Render every line from the start of the entries through the line that contains "box: [128, 172, 159, 195]", inclusive, as a numbered list with blank lines omitted. Leave the pictures out of your answer.

Saved entries
━━━━━━━━━━━━━━━━

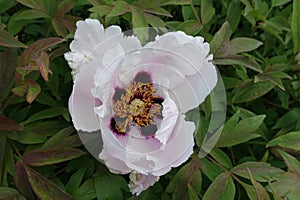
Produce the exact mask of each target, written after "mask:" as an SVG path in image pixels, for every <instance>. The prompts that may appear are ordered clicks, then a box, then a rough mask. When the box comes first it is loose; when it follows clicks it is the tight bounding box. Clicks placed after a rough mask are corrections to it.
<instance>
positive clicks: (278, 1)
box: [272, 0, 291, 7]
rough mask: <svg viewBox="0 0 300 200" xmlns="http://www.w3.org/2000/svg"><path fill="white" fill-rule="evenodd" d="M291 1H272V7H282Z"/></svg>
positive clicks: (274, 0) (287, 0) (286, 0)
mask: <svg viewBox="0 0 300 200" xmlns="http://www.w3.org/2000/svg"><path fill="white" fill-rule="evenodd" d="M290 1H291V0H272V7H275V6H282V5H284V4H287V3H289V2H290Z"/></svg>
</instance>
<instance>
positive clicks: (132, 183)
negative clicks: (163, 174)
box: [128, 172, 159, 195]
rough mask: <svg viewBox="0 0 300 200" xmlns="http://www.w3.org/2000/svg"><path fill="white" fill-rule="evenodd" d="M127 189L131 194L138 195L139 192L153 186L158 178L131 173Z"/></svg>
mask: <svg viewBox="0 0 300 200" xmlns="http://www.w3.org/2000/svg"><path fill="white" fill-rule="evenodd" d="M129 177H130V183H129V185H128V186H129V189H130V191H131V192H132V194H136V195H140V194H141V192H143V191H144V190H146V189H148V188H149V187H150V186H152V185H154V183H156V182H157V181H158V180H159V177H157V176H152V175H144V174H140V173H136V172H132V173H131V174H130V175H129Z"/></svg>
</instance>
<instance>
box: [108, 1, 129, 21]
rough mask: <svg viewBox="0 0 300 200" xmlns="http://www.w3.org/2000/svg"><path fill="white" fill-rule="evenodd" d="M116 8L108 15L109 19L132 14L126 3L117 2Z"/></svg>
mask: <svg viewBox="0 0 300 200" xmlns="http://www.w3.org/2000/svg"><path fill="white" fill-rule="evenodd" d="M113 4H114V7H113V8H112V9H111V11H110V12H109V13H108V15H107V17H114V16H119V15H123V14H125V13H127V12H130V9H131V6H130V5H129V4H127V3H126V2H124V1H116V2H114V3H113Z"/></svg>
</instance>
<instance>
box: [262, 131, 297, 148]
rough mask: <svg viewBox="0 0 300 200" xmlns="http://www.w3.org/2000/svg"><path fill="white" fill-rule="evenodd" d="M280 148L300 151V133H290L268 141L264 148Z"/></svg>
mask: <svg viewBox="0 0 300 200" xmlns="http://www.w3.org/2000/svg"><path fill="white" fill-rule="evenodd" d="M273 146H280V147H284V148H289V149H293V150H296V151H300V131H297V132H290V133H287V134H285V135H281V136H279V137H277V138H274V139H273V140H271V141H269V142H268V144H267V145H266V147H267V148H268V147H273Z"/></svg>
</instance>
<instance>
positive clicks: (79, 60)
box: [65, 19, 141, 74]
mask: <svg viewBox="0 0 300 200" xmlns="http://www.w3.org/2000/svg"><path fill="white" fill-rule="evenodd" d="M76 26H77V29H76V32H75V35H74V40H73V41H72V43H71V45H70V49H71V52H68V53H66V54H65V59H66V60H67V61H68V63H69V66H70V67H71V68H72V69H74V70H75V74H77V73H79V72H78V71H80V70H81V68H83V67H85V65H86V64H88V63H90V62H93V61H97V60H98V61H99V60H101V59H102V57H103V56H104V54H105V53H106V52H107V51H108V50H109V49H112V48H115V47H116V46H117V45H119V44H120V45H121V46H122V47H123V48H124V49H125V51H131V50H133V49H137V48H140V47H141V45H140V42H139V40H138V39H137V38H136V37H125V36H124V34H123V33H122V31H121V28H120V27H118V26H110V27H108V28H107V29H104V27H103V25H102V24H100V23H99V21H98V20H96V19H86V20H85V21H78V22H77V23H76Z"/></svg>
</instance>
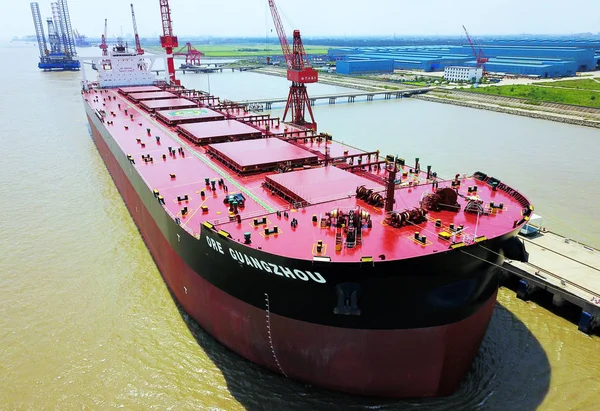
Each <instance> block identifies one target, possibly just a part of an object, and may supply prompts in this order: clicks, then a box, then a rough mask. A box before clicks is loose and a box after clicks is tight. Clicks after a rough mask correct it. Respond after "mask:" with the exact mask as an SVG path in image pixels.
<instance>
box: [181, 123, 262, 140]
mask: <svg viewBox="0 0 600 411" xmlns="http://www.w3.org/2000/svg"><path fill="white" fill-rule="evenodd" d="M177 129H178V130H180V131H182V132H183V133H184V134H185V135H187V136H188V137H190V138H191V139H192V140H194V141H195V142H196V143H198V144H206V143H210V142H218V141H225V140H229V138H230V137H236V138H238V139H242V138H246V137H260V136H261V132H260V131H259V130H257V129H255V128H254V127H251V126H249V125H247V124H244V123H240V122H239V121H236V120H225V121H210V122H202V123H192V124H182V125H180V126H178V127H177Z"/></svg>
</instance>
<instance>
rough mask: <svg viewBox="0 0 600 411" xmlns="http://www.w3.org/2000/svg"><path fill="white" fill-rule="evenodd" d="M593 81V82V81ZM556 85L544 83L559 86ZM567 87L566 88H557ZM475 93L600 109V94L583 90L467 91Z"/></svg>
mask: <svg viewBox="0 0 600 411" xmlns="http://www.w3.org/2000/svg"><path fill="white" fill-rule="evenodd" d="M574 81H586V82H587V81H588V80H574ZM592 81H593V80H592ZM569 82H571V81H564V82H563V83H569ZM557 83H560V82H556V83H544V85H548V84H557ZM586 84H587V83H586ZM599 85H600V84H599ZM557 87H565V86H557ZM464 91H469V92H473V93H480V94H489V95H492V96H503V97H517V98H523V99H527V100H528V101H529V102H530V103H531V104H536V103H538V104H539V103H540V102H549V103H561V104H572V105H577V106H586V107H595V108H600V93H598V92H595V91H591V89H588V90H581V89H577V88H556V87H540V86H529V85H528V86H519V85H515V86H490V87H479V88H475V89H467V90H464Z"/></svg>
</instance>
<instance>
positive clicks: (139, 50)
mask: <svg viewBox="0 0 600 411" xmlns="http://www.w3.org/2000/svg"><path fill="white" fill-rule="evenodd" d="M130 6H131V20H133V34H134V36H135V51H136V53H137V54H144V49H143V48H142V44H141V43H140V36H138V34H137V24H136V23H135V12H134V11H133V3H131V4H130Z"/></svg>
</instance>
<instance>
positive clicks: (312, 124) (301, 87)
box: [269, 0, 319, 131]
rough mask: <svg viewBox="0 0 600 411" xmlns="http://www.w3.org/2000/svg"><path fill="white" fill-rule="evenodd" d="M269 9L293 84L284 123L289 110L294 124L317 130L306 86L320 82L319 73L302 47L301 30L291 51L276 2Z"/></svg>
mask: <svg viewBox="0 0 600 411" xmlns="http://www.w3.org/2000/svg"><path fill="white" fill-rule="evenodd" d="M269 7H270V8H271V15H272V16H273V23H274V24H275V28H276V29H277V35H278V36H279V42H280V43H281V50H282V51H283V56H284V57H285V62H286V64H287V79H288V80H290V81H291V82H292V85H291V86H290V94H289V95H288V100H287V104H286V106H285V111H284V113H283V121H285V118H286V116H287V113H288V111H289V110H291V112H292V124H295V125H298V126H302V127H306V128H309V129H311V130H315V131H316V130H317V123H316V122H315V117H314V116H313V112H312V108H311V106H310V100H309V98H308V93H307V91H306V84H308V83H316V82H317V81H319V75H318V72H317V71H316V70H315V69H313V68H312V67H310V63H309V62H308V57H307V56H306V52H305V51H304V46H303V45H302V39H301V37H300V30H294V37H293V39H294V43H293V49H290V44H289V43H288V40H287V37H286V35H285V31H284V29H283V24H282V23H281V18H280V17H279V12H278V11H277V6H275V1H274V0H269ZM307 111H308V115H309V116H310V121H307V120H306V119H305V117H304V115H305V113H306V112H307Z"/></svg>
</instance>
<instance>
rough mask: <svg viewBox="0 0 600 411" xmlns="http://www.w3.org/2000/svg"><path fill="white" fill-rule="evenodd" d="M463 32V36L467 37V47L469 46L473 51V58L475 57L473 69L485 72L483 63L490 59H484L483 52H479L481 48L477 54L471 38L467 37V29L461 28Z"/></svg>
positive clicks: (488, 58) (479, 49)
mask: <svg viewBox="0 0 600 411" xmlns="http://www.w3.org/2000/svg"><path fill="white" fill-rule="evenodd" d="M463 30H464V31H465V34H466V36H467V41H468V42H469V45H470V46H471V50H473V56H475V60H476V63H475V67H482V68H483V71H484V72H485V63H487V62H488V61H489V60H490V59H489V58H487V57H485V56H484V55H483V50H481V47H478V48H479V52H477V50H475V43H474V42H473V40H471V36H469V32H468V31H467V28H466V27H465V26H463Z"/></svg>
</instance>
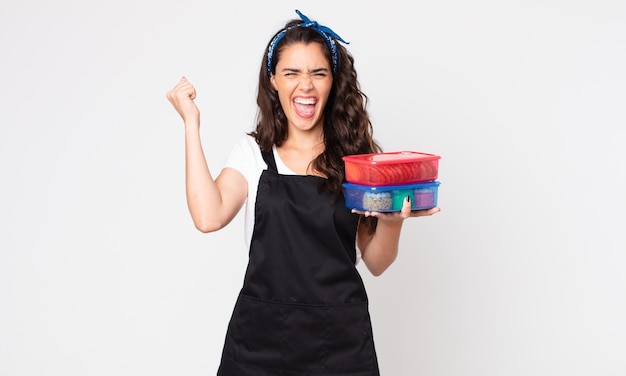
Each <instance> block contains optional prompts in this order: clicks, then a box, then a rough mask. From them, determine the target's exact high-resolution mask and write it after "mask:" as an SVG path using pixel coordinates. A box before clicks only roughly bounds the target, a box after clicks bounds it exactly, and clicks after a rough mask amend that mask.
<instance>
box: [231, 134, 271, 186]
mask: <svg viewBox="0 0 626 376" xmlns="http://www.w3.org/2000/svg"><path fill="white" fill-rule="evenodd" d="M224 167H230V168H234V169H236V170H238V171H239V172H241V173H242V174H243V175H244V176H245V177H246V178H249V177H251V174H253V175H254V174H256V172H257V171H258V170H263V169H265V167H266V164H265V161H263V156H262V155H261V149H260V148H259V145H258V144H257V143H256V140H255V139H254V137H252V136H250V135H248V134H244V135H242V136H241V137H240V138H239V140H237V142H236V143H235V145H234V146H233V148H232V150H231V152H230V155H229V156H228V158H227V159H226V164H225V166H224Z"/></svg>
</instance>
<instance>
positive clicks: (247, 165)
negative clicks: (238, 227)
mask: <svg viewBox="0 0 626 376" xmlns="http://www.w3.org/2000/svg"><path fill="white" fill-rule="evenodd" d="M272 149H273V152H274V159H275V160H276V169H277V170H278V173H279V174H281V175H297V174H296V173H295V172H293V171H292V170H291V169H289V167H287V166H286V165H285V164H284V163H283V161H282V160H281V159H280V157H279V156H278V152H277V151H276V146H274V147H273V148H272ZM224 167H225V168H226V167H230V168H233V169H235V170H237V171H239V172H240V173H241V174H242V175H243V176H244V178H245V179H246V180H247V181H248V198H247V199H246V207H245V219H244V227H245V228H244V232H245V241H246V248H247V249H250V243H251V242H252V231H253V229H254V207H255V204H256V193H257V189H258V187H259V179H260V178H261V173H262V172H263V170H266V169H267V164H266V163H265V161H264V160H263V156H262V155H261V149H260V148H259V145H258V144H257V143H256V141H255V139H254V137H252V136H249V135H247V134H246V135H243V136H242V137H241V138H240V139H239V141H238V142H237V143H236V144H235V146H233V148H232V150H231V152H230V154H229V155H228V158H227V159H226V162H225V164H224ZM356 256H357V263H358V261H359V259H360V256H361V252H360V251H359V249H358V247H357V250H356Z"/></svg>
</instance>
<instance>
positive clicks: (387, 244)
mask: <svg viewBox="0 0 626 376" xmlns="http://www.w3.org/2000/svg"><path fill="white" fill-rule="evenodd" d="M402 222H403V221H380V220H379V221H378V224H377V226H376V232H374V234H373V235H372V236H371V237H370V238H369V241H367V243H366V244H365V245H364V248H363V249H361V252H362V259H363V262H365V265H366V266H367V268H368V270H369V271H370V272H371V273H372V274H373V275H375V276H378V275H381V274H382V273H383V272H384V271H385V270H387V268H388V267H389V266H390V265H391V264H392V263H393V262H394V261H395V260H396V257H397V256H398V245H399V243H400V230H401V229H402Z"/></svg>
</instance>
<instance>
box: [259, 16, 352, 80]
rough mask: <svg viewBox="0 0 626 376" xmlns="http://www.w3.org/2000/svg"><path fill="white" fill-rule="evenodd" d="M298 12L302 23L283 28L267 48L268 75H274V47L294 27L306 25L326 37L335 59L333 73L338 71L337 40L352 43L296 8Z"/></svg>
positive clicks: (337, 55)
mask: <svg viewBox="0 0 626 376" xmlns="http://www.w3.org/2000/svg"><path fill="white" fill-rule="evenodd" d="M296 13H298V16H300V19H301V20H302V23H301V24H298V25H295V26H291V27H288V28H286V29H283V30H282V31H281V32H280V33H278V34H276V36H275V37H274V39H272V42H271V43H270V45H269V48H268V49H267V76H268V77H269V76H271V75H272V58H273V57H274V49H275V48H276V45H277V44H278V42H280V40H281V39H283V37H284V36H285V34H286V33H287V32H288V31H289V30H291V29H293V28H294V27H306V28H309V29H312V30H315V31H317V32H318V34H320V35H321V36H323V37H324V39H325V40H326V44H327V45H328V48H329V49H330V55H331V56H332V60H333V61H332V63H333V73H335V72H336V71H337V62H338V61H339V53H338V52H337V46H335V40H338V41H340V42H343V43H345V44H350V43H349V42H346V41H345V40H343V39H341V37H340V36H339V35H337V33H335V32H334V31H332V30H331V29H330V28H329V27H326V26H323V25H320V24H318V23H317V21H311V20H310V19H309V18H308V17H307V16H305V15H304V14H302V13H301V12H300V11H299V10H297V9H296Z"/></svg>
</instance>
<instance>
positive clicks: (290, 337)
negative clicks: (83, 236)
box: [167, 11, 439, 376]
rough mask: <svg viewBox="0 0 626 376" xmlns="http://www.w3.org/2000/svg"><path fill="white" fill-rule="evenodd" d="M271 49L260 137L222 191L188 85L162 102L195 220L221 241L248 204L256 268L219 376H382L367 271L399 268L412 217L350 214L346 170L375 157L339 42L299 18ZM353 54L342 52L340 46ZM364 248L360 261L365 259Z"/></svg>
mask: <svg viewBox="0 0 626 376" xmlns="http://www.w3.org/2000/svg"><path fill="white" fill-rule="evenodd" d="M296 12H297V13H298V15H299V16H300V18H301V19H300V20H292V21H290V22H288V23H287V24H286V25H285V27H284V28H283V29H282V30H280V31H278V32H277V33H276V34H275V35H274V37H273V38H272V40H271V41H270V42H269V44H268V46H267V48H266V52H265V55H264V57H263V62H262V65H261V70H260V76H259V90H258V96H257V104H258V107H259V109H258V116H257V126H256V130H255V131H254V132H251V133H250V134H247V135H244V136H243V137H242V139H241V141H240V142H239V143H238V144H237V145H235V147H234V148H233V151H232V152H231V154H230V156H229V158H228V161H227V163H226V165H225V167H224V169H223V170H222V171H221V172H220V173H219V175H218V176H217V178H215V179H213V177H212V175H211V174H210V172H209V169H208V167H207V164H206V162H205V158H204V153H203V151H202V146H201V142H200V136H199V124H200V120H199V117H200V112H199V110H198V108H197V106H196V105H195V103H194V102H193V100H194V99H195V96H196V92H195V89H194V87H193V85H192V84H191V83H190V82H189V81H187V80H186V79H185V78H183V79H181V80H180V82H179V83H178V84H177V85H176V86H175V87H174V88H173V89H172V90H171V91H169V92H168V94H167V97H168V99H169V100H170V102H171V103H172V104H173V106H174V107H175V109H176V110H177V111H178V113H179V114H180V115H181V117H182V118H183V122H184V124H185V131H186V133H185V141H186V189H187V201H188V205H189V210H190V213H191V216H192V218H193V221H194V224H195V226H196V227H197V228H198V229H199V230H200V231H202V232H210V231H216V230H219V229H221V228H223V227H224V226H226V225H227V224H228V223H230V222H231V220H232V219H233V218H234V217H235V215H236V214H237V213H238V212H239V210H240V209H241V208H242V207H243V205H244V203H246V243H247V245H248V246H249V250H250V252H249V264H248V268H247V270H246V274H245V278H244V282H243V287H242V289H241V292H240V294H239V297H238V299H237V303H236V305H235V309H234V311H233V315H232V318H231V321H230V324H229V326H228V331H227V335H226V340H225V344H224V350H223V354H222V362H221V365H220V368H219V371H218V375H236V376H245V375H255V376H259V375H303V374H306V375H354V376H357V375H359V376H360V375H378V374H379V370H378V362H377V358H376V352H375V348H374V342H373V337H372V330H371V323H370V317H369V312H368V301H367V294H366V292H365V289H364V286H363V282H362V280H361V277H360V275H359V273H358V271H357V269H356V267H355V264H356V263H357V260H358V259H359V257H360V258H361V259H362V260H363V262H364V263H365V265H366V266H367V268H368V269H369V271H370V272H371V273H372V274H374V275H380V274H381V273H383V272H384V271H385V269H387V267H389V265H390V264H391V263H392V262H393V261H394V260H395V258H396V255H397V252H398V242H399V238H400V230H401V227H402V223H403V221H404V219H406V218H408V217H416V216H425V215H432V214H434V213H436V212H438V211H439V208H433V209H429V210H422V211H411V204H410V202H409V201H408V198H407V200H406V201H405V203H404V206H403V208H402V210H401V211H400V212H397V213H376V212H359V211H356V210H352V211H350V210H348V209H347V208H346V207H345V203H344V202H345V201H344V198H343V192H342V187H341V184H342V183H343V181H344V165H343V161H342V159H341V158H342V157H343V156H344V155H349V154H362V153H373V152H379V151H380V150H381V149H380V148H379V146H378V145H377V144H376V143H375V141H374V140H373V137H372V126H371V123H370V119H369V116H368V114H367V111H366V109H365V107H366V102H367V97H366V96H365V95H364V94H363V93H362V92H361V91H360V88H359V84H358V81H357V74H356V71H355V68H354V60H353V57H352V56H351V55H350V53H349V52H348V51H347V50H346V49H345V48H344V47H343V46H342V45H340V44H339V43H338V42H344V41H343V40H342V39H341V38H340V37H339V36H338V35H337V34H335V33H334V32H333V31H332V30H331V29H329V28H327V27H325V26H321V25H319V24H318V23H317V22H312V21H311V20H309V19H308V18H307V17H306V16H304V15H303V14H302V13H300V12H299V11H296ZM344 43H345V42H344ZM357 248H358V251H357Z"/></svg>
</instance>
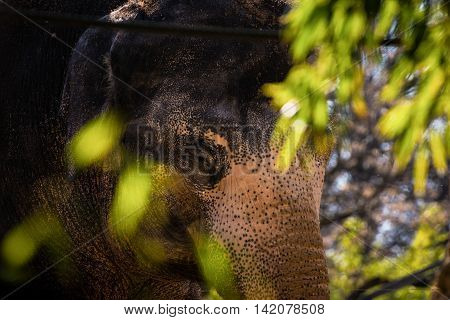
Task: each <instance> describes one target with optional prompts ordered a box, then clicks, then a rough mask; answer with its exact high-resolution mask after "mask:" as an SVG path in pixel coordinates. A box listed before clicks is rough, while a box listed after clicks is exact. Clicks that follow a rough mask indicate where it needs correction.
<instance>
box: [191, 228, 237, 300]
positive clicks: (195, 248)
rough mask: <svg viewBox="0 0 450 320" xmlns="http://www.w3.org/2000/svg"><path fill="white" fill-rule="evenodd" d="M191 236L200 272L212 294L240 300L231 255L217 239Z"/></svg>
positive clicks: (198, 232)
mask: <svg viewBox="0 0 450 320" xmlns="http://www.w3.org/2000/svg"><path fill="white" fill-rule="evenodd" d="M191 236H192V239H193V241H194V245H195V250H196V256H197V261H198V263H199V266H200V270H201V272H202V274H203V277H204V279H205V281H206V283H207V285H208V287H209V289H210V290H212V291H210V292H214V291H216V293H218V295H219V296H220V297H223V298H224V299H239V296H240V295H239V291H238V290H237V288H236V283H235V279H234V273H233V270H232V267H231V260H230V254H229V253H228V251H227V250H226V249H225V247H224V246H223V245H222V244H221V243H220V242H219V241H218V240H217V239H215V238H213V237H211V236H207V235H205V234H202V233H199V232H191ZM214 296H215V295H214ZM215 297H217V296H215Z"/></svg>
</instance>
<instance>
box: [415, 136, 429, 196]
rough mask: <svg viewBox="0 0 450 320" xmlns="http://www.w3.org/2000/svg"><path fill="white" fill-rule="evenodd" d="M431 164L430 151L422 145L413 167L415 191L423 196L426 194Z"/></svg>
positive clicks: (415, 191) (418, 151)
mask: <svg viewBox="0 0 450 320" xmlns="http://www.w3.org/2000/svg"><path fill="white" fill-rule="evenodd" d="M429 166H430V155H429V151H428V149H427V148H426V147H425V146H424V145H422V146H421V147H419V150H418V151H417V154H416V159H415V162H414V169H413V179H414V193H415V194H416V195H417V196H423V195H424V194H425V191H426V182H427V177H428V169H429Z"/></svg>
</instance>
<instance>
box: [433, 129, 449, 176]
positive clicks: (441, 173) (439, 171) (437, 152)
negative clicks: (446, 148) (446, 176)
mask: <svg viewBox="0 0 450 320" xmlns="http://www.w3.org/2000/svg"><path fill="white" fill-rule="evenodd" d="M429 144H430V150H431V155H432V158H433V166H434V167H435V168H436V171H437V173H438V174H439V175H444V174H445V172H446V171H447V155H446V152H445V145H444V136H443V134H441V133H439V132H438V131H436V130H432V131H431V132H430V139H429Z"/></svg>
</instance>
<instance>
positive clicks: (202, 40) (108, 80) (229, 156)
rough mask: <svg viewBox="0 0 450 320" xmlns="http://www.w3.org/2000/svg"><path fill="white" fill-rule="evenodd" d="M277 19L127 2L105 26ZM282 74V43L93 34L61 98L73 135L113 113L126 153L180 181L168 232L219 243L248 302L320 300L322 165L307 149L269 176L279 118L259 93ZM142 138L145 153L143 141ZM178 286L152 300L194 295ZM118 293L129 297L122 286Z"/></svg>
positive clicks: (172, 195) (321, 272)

━━━━━━━━━━━━━━━━

** Solution for this exercise **
1. Produce the exact mask of each target, written after "mask:" as an SVG path in image pixels, for every <instance>. The prompts that may appear are ordered clicks, then a box, then a rough mask. When the box comes first it is loose; when it follows clicks it is the tight bounding box. Clicks placed after a rough mask are corrections to it.
2. <instance>
3. positive clicks: (278, 1)
4. box: [272, 0, 291, 7]
5. rough mask: <svg viewBox="0 0 300 200" xmlns="http://www.w3.org/2000/svg"><path fill="white" fill-rule="evenodd" d="M291 1H272V7H282Z"/></svg>
6. positive clicks: (274, 0) (287, 0) (286, 0)
7. mask: <svg viewBox="0 0 300 200" xmlns="http://www.w3.org/2000/svg"><path fill="white" fill-rule="evenodd" d="M290 1H291V0H272V7H275V6H282V5H284V4H287V3H289V2H290Z"/></svg>
8. </instance>
9. <instance>
10. positive clicks: (132, 183)
11. negative clicks: (163, 174)
12. box: [128, 172, 159, 195]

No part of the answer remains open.